-------- EXCERPTED PASSAGE

Nice one, so olive oil less stable when cooking. Cheers


----------



## 3752 (Jan 7, 2005)

hendrix said:


> Nice one, so olive oil less stable when cooking. Cheers


yes mate if it gets to hot it will spoil...


----------



## flinty90 (Jul 1, 2010)

fvck me scarb you look ripped up pal.. great little interview, and like said no bull just the way it is .. quality mate thanks ...

So your a strong beiever in getting your diet macros perfect all year round then pal.. instead of one of the just slam in the food bunch...

interesting to hear that i always think if you dont know where you are starting from how the hell can you plan were your going to !!!

All this mate and your travelling and away from home a lot, hats off to you mate thats dedication, and makes us all that sit there and think of some excuse not to train or eat right look like fools to be fair !!!!

----------------
-------- SUPPLIED DATA

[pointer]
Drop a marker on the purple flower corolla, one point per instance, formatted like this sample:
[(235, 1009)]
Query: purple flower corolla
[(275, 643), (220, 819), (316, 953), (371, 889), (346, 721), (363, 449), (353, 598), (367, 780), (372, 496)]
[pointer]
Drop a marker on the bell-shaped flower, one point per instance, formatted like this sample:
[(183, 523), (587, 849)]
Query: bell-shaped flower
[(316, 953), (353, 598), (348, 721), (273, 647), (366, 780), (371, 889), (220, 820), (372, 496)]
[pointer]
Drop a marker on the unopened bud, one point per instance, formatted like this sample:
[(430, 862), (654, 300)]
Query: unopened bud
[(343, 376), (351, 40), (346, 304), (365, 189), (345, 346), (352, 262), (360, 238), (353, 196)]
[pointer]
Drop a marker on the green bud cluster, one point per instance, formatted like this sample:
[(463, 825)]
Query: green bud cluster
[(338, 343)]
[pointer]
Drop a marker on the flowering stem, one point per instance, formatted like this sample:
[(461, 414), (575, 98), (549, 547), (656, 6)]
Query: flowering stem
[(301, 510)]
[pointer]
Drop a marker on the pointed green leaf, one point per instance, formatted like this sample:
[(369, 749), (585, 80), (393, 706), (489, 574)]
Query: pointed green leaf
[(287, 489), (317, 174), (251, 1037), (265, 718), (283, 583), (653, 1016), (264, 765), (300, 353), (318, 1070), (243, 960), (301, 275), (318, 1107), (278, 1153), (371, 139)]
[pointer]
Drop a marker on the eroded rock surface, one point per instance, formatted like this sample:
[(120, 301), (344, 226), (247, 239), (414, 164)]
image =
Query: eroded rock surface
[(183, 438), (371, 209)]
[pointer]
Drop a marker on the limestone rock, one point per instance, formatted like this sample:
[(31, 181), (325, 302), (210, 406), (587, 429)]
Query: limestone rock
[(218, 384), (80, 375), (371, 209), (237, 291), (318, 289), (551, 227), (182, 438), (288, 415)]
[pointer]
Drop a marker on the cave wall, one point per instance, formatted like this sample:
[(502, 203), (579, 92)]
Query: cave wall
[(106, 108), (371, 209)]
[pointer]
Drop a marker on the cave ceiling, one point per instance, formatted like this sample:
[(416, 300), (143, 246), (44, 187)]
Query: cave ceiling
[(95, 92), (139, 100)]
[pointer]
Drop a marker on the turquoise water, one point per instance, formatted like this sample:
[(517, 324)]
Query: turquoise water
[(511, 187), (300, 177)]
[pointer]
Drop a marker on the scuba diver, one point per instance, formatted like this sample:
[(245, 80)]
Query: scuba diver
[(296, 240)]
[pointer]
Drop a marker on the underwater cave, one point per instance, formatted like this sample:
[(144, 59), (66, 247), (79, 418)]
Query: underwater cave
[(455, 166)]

----------------

→ SHORT PROBLEM 1
List every name or username that appears in the forum thread.
→ SHORT PROBLEM 2
Please quote the forum thread word for word, starting with "## flinty90 (Jul" and going on through "the food bunch...".
→ SHORT PROBLEM 3
Answer these questions about the forum thread:
(a) According to the reply to hendrix, what happens to olive oil if it gets too hot?
(b) On what date did flinty90 post?
(c) What does flinty90 say scarb does a lot besides keeping the diet in order?

→ TASK RESPONSE 1
3752
hendrix
flinty90
scarb

→ TASK RESPONSE 2
## flinty90 (Jul 1, 2010)

fvck me scarb you look ripped up pal.. great little interview, and like said no bull just the way it is .. quality mate thanks ...

So your a strong beiever in getting your diet macros perfect all year round then pal.. instead of one of the just slam in the food bunch...

→ TASK RESPONSE 3
(a) It will spoil.
(b) Jul 1, 2010.
(c) Travels and is away from home a lot.